═══ DATA SHOWN
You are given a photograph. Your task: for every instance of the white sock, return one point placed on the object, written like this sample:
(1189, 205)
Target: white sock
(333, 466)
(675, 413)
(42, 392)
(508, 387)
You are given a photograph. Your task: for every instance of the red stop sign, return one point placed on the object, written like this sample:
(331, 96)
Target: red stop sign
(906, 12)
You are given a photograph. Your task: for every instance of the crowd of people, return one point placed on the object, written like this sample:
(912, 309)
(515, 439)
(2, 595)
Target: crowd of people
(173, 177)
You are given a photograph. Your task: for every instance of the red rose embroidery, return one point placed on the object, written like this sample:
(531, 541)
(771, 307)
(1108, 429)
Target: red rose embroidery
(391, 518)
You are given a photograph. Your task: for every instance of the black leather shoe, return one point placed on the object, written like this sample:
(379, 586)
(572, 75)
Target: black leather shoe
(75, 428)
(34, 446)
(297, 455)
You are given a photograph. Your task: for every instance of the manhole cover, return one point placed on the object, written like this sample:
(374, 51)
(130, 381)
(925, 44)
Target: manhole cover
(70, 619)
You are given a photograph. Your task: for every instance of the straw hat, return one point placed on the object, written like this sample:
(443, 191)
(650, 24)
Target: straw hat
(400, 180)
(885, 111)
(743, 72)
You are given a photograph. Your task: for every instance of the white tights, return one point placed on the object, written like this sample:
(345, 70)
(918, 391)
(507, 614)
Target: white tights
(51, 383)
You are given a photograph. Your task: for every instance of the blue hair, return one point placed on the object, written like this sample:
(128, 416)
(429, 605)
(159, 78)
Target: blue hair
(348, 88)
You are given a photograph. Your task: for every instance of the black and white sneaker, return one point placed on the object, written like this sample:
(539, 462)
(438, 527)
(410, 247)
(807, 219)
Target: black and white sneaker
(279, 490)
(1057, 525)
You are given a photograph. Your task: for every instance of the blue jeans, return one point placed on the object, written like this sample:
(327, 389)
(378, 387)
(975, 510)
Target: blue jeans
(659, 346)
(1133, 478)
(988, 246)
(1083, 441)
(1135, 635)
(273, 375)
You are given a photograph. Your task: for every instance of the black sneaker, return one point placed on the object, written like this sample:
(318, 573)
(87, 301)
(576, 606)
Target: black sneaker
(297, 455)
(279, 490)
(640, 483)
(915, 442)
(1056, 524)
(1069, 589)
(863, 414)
══════
PROBLEM> Word for word, reproduce all of the material shown above.

ANSWER SECTION>
You are given a photograph. Your task: for every instance of the white sock, return one point placed on the object, written like this sample:
(1189, 205)
Target: white sock
(333, 466)
(675, 413)
(42, 392)
(508, 387)
You are given a photograph. Your task: for every instance of the red stop sign, return one point placed on the object, written like this sample:
(331, 96)
Target: red stop sign
(906, 12)
You are given a photograph. Your task: for every instance of the crowd of people, return one point placed on the object, written like this sample:
(912, 309)
(515, 439)
(2, 595)
Target: crowd of people
(173, 177)
You are given a photograph. Your task: for every instance of the red rose embroidery, return one point placed on the object, written like this sample:
(531, 541)
(771, 307)
(1108, 429)
Target: red rose embroidery
(391, 518)
You are given a photograph. Your task: for every instance of the black leather shoe, return one point placed on the object, written like this sample:
(379, 586)
(572, 75)
Target: black leather shoe
(75, 428)
(34, 446)
(297, 455)
You are given a photograph. Your task: for every instance of the manhole cover, return one point placed on the object, written like this sample:
(374, 51)
(130, 381)
(925, 44)
Target: manhole cover
(70, 619)
You are given a photograph. Your task: for every instance of the straw hat, return one point placed on the object, written like this sample:
(443, 191)
(650, 24)
Target: straw hat
(400, 180)
(885, 111)
(743, 72)
You are given a photograph. Your task: for every instance of the white tights, return one point placed on the object, written like this sample:
(345, 70)
(918, 391)
(507, 614)
Target: white tights
(51, 383)
You are given a photograph. Your task: for every instance of the blue hair, return one point placed on the object, written like this sample:
(128, 416)
(429, 605)
(159, 78)
Target: blue hair
(348, 88)
You are given a photograph. Your task: for every instance of the black and white sneaker, return one point placed on the object, written like this sample:
(539, 462)
(438, 527)
(410, 247)
(807, 219)
Target: black and white sneaker
(279, 490)
(1057, 525)
You are given a photograph. Your task: for every instance of the blue jeans, return one point placed on the object, written like this sample:
(327, 389)
(378, 387)
(975, 510)
Target: blue jeans
(659, 346)
(1133, 478)
(988, 246)
(1083, 441)
(1135, 635)
(273, 375)
You are given a photograph. Your task: for every instance of the black sneaker, return one point placed on the object, written like this sample:
(318, 573)
(87, 301)
(576, 606)
Target: black sneaker
(297, 455)
(279, 490)
(640, 483)
(915, 442)
(1056, 524)
(1069, 589)
(863, 414)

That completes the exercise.